## Excerpted passage

• • • •

It's a Critical Time for the Clean Water Act
As the federal law approaches its 40th anniversary, there is still a lot of debate over what bodies of water the act protects.
There's not much left of the shady willow and cottonwood oasis that once traced the Los Angeles River to the Pacific Ocean. After a series of deadly floods in the 1930s, the U.S. Army Corps of Engineers poured 2 million cubic yards of concrete that lines most of the 50-mile-long riverbed. These days, the stream ordinarily "carries only a trickle of water and often looks more like a dry roadway," U.S. Supreme Court Justice Anthony M. Kennedy said.
Kennedy offered that description in a split and somewhat confusing Supreme Court decision in 2006 that circumscribed federal Clean Water Act protections for threatened wetlands. At issue in Rapanos v. United States was a plan to build a shopping center and condominiums on Michigan land that contained 50 acres of forested wetland and meadows. Justice Antonin Scalia and three other conservative justices argued that wetlands must have a "continuous surface connection" to a standing or steadily flowing waterway to qualify for protection under the act.

• • • •

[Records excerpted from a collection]
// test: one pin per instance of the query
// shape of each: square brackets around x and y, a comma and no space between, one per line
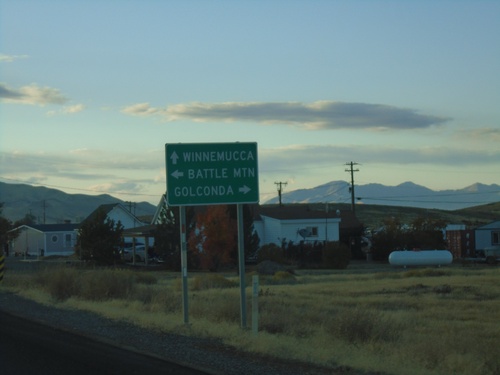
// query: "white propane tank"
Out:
[420,258]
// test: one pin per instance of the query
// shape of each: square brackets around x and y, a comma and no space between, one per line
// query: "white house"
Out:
[488,235]
[119,213]
[44,240]
[295,223]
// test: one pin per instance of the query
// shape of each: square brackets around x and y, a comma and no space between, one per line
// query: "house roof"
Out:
[306,211]
[492,225]
[145,230]
[107,208]
[50,227]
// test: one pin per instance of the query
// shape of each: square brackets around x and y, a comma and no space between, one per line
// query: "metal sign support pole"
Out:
[182,219]
[241,259]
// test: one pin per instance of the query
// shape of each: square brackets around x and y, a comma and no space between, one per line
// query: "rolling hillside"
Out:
[54,206]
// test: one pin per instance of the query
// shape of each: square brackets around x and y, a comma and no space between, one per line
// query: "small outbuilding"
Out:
[488,235]
[44,240]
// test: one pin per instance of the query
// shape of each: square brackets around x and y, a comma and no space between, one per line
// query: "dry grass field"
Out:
[367,317]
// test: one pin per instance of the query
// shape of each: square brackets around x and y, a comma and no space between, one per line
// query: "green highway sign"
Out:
[211,173]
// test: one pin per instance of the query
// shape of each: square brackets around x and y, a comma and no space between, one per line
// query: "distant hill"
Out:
[57,206]
[406,194]
[54,206]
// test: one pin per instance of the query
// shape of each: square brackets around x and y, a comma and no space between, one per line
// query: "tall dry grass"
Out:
[420,321]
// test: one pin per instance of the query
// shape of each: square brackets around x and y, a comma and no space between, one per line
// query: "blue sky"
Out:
[90,91]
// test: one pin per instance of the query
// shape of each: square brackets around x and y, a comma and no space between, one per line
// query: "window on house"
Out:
[495,238]
[313,231]
[67,240]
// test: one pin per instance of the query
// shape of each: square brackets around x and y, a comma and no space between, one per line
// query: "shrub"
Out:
[271,252]
[336,255]
[60,283]
[283,277]
[145,278]
[359,326]
[211,281]
[104,285]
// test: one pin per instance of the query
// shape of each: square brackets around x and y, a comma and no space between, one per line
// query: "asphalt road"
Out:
[27,348]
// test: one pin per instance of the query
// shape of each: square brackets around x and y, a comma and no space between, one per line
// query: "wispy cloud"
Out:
[11,58]
[142,109]
[480,134]
[32,95]
[68,110]
[320,115]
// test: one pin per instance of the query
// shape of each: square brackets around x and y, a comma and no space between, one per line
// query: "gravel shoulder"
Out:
[209,355]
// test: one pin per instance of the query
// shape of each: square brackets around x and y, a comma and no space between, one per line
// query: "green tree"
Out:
[99,239]
[421,233]
[251,239]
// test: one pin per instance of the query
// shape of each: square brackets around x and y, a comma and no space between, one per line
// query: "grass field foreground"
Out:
[417,321]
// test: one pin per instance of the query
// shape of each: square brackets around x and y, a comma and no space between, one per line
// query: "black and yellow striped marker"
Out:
[2,264]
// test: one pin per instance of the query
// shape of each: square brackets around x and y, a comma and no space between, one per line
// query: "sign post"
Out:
[212,174]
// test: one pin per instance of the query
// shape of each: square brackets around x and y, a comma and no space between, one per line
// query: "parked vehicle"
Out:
[490,254]
[127,252]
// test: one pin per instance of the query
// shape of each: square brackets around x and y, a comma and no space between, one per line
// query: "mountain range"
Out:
[54,206]
[406,194]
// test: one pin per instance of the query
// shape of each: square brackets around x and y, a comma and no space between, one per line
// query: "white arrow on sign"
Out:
[245,189]
[177,174]
[174,158]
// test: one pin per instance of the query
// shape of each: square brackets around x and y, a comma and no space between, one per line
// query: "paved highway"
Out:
[29,348]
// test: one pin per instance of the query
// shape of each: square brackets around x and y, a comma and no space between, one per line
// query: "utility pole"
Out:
[351,188]
[280,189]
[43,205]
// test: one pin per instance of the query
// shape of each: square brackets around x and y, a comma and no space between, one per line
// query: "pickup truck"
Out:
[490,254]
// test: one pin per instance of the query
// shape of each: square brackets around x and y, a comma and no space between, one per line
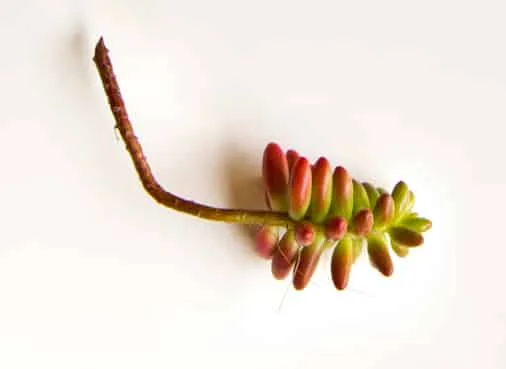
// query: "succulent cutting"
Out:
[312,207]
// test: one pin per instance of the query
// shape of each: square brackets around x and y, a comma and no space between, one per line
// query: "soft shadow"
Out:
[242,185]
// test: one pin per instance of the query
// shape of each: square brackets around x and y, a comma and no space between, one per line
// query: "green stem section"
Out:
[149,182]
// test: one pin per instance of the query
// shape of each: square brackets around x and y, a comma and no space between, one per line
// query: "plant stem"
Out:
[150,184]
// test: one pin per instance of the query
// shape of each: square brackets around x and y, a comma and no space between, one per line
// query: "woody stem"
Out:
[149,182]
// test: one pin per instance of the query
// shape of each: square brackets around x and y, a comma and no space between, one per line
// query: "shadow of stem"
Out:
[243,186]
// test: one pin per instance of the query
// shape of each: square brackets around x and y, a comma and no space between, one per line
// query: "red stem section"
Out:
[149,182]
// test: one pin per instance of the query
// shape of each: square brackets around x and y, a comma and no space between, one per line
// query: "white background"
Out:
[94,274]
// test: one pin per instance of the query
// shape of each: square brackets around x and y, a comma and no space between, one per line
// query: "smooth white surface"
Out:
[93,274]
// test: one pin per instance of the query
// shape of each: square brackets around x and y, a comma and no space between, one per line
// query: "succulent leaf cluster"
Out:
[332,212]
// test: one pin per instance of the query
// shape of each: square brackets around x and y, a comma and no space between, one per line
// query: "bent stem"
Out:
[149,182]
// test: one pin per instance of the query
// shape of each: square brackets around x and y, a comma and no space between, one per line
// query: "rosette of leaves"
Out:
[336,213]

• • • •

## Parts of the exercise
- 1) According to the article on the Clean Water Act, how much concrete did the U.S. Army Corps of Engineers pour along the Los Angeles River?
- 2) Return the passage of the article on the Clean Water Act starting at "It's a Critical" and ending at "the act protects.".

## Solution set
- 1) 2 million cubic yards

- 2)
It's a Critical Time for the Clean Water Act
As the federal law approaches its 40th anniversary, there is still a lot of debate over what bodies of water the act protects.